In large organizations like high schools, policymaking on all but the most routine aspects of management is often best carried out at the level of the small departmental organization. Here people know their needs and can talk about those needs in more than just generalities. They can attempt the trial-and-error approach to policymaking recommended in chapter 4 of this book and not risk too much disruption if the trial does not work out as well as expected. For people working in systems of this kind, a “whole-school” language policy may seem too ambitious and rather less meaningful. For these people, there is much in this book that can be taken up and used by policymakers at the departmental level in the high school.
On the other hand, some language problems in high schools cannot be handled at the departmental level. So high schools often have both kinds of policy: a language policy for a single department, and a unifying language policy for the school as a whole. A policy for a department differs from a school-wide version in concentrating more on matters of pedagogy and evaluation. The whole-school policy picks up problems of external policy that are too urgent and too value-laden for individual departments to address singly without reference to overriding norms decided for the school as a whole. And in the present world of education, these problems often deal with social and cultural diversity.

(WORK INSTRUCTIONS):
#1 Reproduce the school language policy passage word for word from "In large organizations" to "the high school.".
#2 Extend the passage on high school language policy, picking up after its final sentence.
The lines after this passage are separate material.

(SUPPLIED INFORMATION):
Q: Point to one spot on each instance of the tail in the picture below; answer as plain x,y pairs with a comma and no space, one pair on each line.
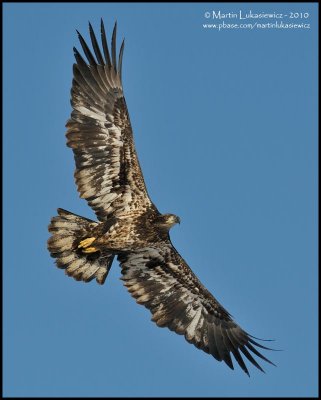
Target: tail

(OUTPUTS BY TASK):
#1
In large organizations like high schools, policymaking on all but the most routine aspects of management is often best carried out at the level of the small departmental organization. Here people know their needs and can talk about those needs in more than just generalities. They can attempt the trial-and-error approach to policymaking recommended in chapter 4 of this book and not risk too much disruption if the trial does not work out as well as expected. For people working in systems of this kind, a “whole-school” language policy may seem too ambitious and rather less meaningful. For these people, there is much in this book that can be taken up and used by policymakers at the departmental level in the high school.

#2
In later chapters of this book, I present extracts from language policies developed for real schools in contexts of sociocultural and linguistic diversity. Each school is described fully in the text because each school is a unique setting for policymaking. Its problems are shaped and affected by its own context. In the past, the uniqueness of the sociocultural problems that individual schools faced was often disguised by values and ideologies that tried to maintain cultural and linguistic uniformity. In other words, it was disguised by prejudices that are only now beginning to fade. This welcome change in social values presents problems of a new kind for those running schools, especially in North America and in other English-speaking settings. On the one hand, the problems have always existed for many schools and have always been addressed by them to varying degrees. But on the other hand, an upsurge in complex language-related problems has moved the issue of language policy in schools close to the top of the educational agenda.

2
Critical Approaches to Language Planning for Social Justice

This chapter integrates many of the ideas from language planning that are used for language policymaking at national and whole-system levels. I relate those ideas to language policymaking in schools. It is clear that the role of single schools is still largely overlooked in the language planning literature, and this is remarkable because schools appear to be the most basic sites where language planning can be put to work. In their everyday aims and operations, educators are continually refining, changing, and assessing children’s language use. By default, educators are really applied language planners, and language planning of an informal kind is what education does as a major function. In this chapter, I try to bridge this gap between language planning theory and educational practice.
The chapter also argues that a critical approach to language planning is a necessary one for schools to follow. The language issues that teachers and administrators meet are always connected with inequalities and injustices that can easily escape their notice. When school language policies a...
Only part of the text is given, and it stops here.